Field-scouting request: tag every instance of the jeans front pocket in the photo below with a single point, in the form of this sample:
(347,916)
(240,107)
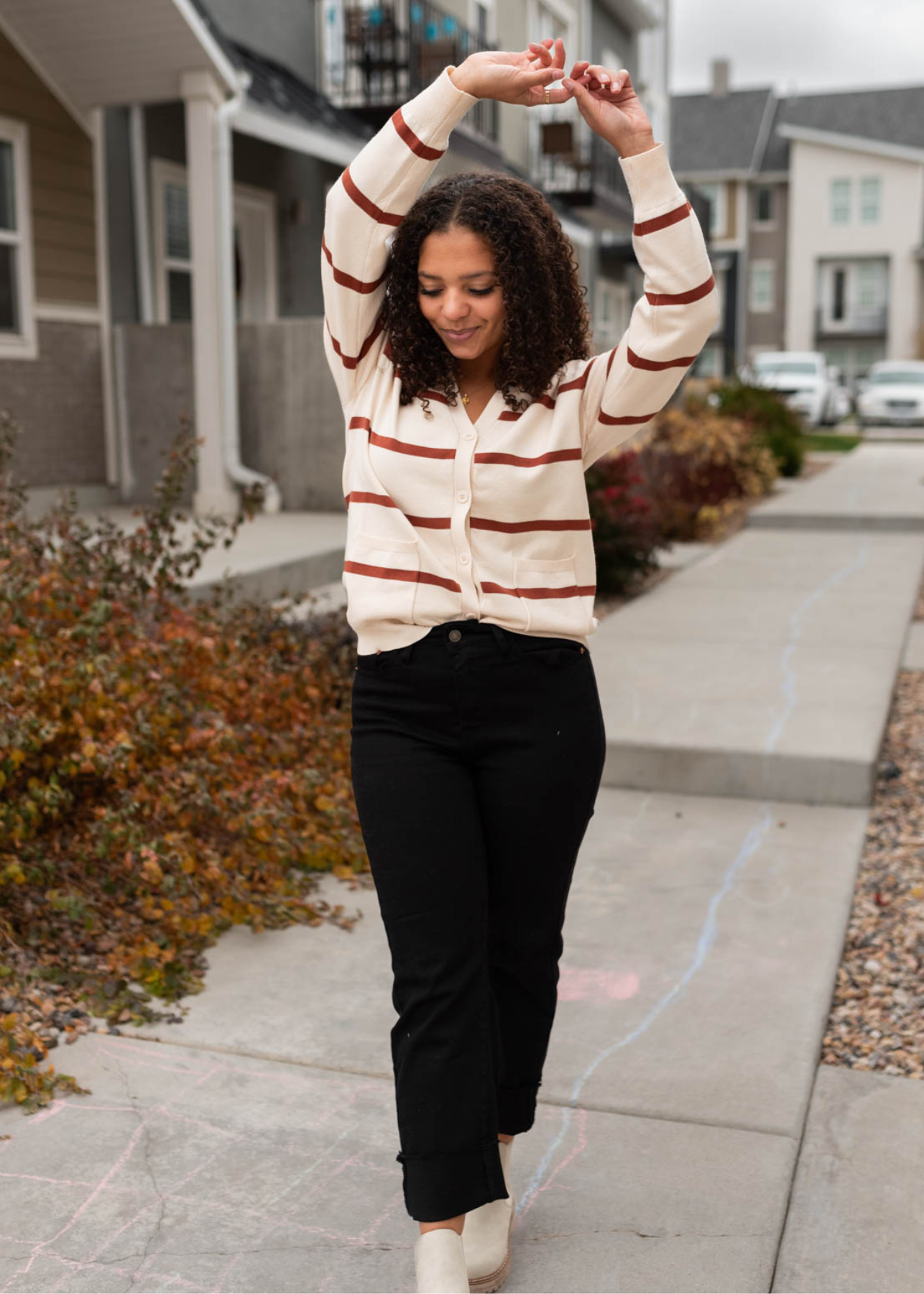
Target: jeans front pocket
(379,577)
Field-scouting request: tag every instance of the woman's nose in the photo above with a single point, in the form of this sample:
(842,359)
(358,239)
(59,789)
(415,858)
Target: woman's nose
(455,307)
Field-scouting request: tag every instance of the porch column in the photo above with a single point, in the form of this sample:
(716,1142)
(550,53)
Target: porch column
(202,96)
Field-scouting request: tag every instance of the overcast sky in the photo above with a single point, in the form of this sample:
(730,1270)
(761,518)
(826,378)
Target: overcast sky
(808,45)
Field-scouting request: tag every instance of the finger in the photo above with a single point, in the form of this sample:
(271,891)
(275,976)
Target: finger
(555,96)
(544,75)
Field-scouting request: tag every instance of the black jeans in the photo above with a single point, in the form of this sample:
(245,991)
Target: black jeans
(476,758)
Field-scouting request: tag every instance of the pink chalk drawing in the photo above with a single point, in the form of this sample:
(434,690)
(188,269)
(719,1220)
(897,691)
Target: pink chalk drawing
(583,983)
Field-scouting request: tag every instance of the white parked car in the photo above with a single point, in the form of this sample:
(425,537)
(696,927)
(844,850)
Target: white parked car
(803,378)
(893,393)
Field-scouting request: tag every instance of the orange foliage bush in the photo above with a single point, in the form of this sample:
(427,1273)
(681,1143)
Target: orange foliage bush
(167,768)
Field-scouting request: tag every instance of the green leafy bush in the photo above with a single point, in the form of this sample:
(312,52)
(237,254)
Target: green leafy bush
(770,418)
(169,768)
(623,523)
(696,469)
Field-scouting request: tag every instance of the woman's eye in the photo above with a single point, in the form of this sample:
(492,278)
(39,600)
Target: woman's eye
(435,291)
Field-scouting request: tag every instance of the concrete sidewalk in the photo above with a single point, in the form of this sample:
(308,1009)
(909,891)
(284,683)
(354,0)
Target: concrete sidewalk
(253,1145)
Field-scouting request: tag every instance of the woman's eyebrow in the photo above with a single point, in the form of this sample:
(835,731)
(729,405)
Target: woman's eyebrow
(478,273)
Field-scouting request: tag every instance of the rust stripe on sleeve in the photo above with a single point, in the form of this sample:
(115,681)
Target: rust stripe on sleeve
(364,203)
(670,218)
(344,280)
(683,362)
(413,142)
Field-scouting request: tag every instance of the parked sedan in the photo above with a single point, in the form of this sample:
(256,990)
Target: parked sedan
(893,393)
(801,378)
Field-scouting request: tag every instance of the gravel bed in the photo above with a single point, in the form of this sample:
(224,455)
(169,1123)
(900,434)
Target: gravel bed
(877,1017)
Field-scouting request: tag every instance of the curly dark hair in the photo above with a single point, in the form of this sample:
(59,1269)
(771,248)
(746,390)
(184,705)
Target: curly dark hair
(546,320)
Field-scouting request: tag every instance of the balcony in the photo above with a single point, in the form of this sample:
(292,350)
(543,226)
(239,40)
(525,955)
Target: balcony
(869,323)
(377,58)
(580,168)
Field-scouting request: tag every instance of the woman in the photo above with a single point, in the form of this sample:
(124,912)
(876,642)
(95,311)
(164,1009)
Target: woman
(457,336)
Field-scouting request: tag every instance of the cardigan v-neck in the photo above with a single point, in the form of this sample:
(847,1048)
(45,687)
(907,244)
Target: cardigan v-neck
(449,519)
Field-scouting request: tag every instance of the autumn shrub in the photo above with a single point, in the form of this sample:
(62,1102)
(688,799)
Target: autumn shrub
(696,469)
(770,420)
(169,766)
(623,522)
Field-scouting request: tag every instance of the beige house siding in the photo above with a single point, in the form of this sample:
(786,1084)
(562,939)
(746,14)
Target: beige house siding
(61,166)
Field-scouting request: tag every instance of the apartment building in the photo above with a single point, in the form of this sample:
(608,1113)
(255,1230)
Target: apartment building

..........

Apart from the pictures, the entries above are to be repeated in full and exactly.

• **Response**
Field-scouting request: tag every instance of the jeans front pocket in the photo below with a single point, in the form of this sample:
(347,916)
(240,107)
Target: jeans front pocket
(379,577)
Field-scouting request: tag every instance of the woman's nose in the photo above with a single point, in the form of this sample:
(842,359)
(358,239)
(59,789)
(415,858)
Target: woman's nose
(455,307)
Field-scouting request: tag every instance of the porch column in the photo above with a single point, in the form of this sample:
(716,1142)
(550,53)
Target: porch column
(202,96)
Field-scouting request: tag every instance of the overcast sky in the photo above with a single point, in the form of this sample:
(730,1270)
(761,518)
(826,378)
Target: overcast sky
(808,45)
Field-scouting request: tag every instance of the finger in the photo above with a single point, in the form of this sample:
(271,891)
(275,976)
Target: finger
(555,96)
(544,75)
Field-scouting request: tag every instance of the black jeans in the photo above with a single point, in the form of this sample:
(245,991)
Target: black jeans
(476,758)
Field-scouting request: tag every instance of the pink chalk drawing in the photo above with a single point, in the form of this sample:
(434,690)
(188,269)
(719,1220)
(897,691)
Target: pink chalk drawing
(583,983)
Field-scouting request: tag every instance of the white parked car in the photo above with a single point, in the form of this sample:
(425,537)
(696,927)
(844,850)
Target: white parked car
(803,378)
(893,393)
Field-scouting request: tag every instance of the orange foliage bush in the photo above with a single point, in the form of this sample:
(427,1273)
(681,1143)
Target: orange foliage bush
(167,768)
Field-scouting request: tag every instance of the green leafy bush in the photo above with a single point, in the form of this sample:
(312,52)
(237,254)
Target: green leafy bush
(770,418)
(169,768)
(623,523)
(696,469)
Field-scouting request: tag every instance of the woman's eye in the photo above with a single point, in the form of this sample:
(492,278)
(39,600)
Target: woman's eye
(435,291)
Field-scouting request: tag every instance of the concrete sidewalk in the photo above with a single point, in the form of this sample:
(308,1009)
(909,891)
(284,683)
(354,0)
Target: concrete sidewalk
(253,1145)
Field-scouting request: tag every instance of the woman's eyebrow in the photo above with a single point, in the form of this sample:
(835,731)
(729,405)
Target: woman's eyebrow
(478,273)
Field-scouting request: tag every instance of the rust stripe on sleeve in the photo above with a single point, in the form of this sample:
(115,681)
Target: rust stripe on sleeve
(364,203)
(670,218)
(344,280)
(683,362)
(413,142)
Field-scouting request: tag every instance of the parked sedan in the photo above with a single point, in the form of this sample:
(256,990)
Target: parked sedan
(893,393)
(801,378)
Field-scouting request: tag every instance of the gravel bed in the photo above with a single point, in the form of this sample:
(224,455)
(169,1123)
(900,434)
Target: gravel bed
(877,1017)
Field-scouting request: tag every instance of the curly dark hair in the photo above with a single point, in the form of this sample:
(59,1269)
(771,248)
(746,390)
(184,705)
Target: curly dark hair
(546,320)
Field-scouting request: tag every instance of the balcony in the photo above with a single point, in the form of this sample:
(292,350)
(543,226)
(239,40)
(525,955)
Target: balcony
(869,323)
(377,58)
(580,168)
Field-scouting request: tag every instance of the woman in the photo above with a single point, in the form of this sample:
(124,912)
(876,642)
(95,311)
(164,1009)
Target: woman
(457,336)
Field-scouting request: tag every instance of the cardigan v-neck in the photo above with a single point, in the form of this sample:
(847,1048)
(45,687)
(907,244)
Target: cardigan v-neck
(449,519)
Field-scouting request: tag every instance of the autumn shrub in the photo above with a single point, in the form of this sample:
(62,1102)
(688,799)
Target: autumn shrub
(696,469)
(770,420)
(169,766)
(623,522)
Field-scouting request: tag every instance of the beige house siding in the photo above with a single point, in the form of this sample:
(786,1084)
(562,939)
(746,14)
Target: beige house siding
(61,166)
Field-scouting request: tag every instance of the apartment building in the photo above with a single point, in the form of this sample:
(608,1113)
(255,1230)
Target: apartment building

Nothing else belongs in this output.